PASSAGE PROVIDED Block Start

Planning & Economic Studies Section (PESS):
Capacity Building for Sustainable Energy Development
Summary of the WSSD's final decisions relevant to nuclear energy
(The following summary is excerpted from the IAEA's Nuclear Technology Review 2003 (NTR-2003). To read the full NTR-2003, click here.)
The Summit emphasized the importance of energy as an essential prerequisite for poverty eradication and socio-economic development. This echoes the decisions of the ninth session of the Commission on Sustainable Development (CSD-9) in 2001 and contrasts notably with the absence of an energy chapter in Agenda 21.
In the Johannesburg Plan of Implementation, energy decisions are contained primarily in paragraph 20 and its 23 subparagraphs. Paragraph 20 begins with an explicit call to governments, as well as relevant regional and international organizations and other relevant stakeholders to implement the recommendations and conclusions of CSD-9.
The 23 subparagraphs of paragraph 20 list a series of actions to promote the widespread availability of clean and affordable energy, including the promotion of renewable energy resources, efficiency improvements, and advanced energy technologies, including cleaner fossil fuel technologies.
With respect to nuclear power, CSD-9's broad conclusions were that countries agreed to disagree on the role of nuclear power in sustainable development, and that "the choice of nuclear energy rests with countries." There are eight recommendations of CSD-9, of which five concern promotion of a high level of nuclear safety and encourage additional research, international co-operation, regulation, and transparency; two recommend additional public education on nuclear issues and the further development of technological solutions for long lived radioactive waste; and the eighth concerns transport.
Since 1992, the IAEA has been active in the follow-up by the UN to Agenda 21, including contributions to "Earth Summit+5" in 1997, the UN's Ad Hoc Open-Ended Intergovernmental Group of Experts on Energy and Sustainable Development, the Ad Hoc Inter-Agency Task Force on Energy, CSD-9, the WSSD preparatory committees, and the WSSD itself.

PASSAGE PROVIDED Block End

§ BRIEF 1
According to the WSSD summary, which paragraph of the Johannesburg Plan of Implementation contains most of its energy decisions?
§ BRIEF 2
Could you write the next part of the WSSD summary, picking up after its last sentence?

COLLECTED MATERIAL Block Start

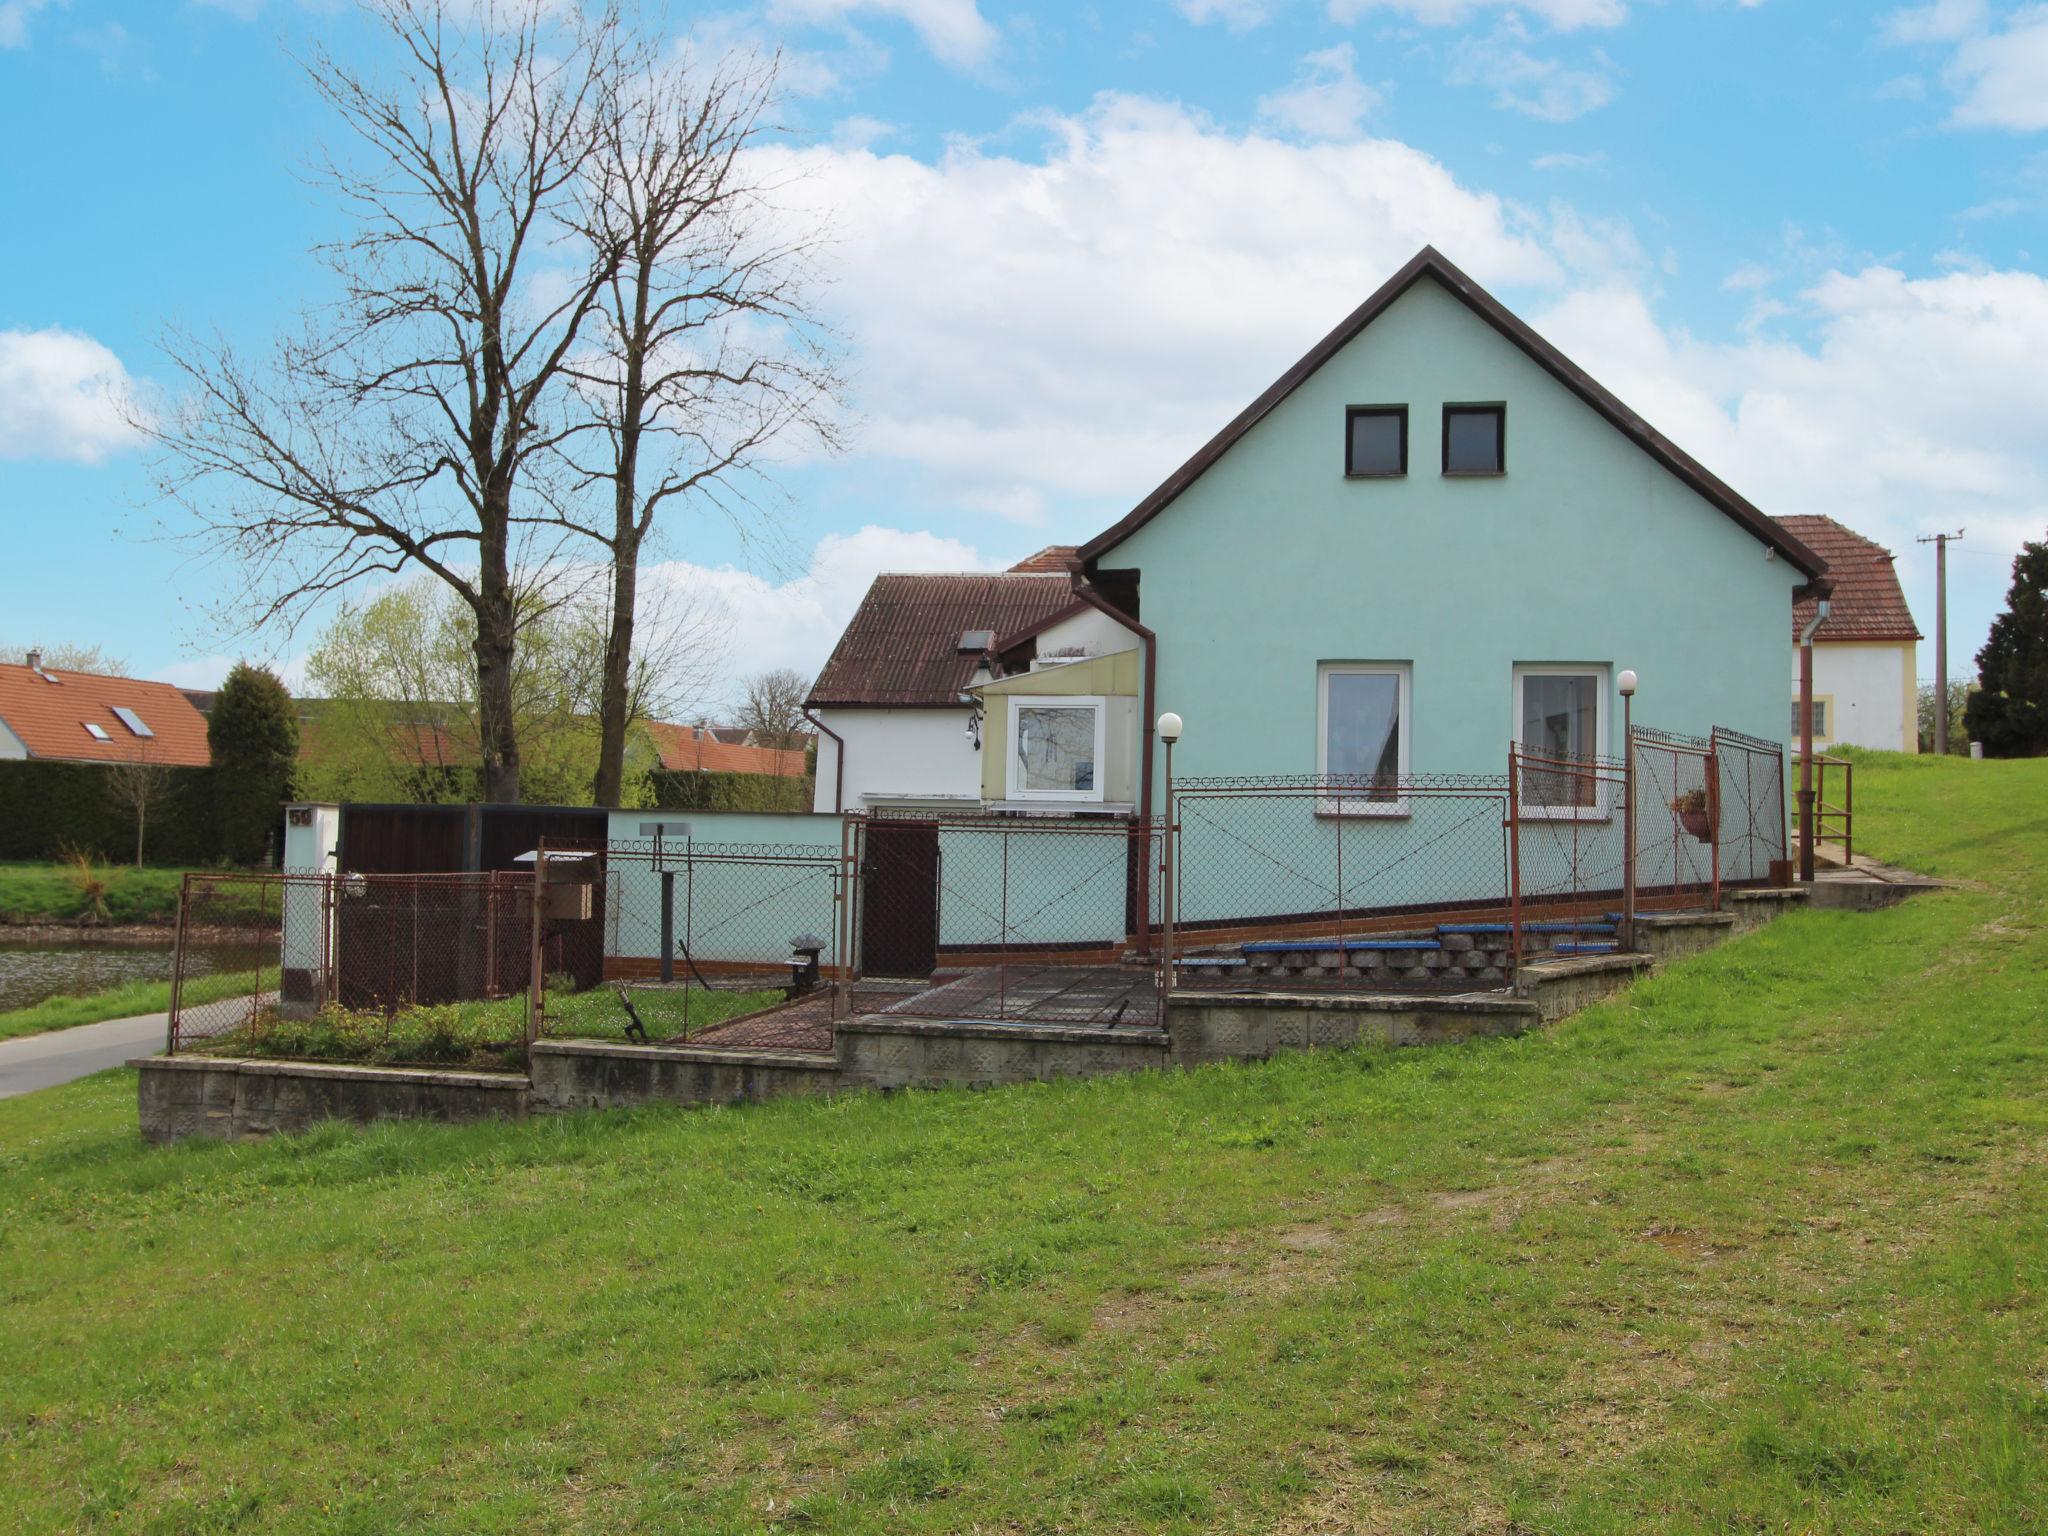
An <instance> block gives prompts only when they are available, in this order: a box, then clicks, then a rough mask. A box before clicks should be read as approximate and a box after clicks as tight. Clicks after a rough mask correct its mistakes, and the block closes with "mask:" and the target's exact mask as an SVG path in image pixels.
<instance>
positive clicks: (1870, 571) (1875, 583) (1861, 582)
mask: <svg viewBox="0 0 2048 1536" xmlns="http://www.w3.org/2000/svg"><path fill="white" fill-rule="evenodd" d="M1778 522H1780V524H1782V526H1784V528H1786V532H1790V535H1792V537H1794V539H1798V541H1800V543H1802V545H1806V547H1808V549H1810V551H1815V553H1817V555H1819V557H1821V559H1825V561H1827V578H1829V580H1831V582H1833V584H1835V594H1833V600H1831V602H1829V612H1827V623H1825V625H1821V629H1817V631H1815V639H1817V641H1909V639H1923V637H1921V633H1919V627H1917V625H1915V623H1913V610H1911V608H1907V594H1905V592H1901V590H1898V571H1896V569H1892V551H1888V549H1884V545H1874V543H1872V541H1868V539H1864V535H1860V532H1855V530H1851V528H1843V526H1841V524H1839V522H1835V518H1821V516H1806V514H1792V516H1782V518H1778ZM1808 623H1812V598H1804V600H1800V602H1794V604H1792V639H1798V635H1800V631H1802V629H1806V625H1808Z"/></svg>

COLLECTED MATERIAL Block End

§ ANSWER SPACE 1
Paragraph 20, along with its 23 subparagraphs.

§ ANSWER SPACE 2
Agenda 21 called on governments and international organizations to develop indicators for sustainable development. As task manager for Agenda 21's Chapter 22, "Safe and environmentally sound management of radioactive wastes", the IAEA developed indicators for radioactive waste. In addition, in 1999, the IAEA initiated a multi-agency study on Indicators for Sustainable Energy Development (ISEDs). At the invitation of the CSD Secretariat, the next phase of the ISED study, which also includes a new co-ordinated research project, was announced at the WSSD as a partnership. Government partners are from Brazil, Cuba, Lithuania, Mexico, the Russian Federation, and Slovakia. Other partners are the OECD IEA, Eurostat, the Economic Commission for Europe, and the Division for Sustainable Development and Statistics Division of the UN Department of Economic and Social Affairs.The second energy-related partnership announced by the IAEA at the WSSD is "Designing Country Profiles for Sustainable Development." Brazil will be the prototype case study. The partners are the National Reference Center on Biomass and the Graduate School of Engineering at the Federal University of Rio de Janeiro.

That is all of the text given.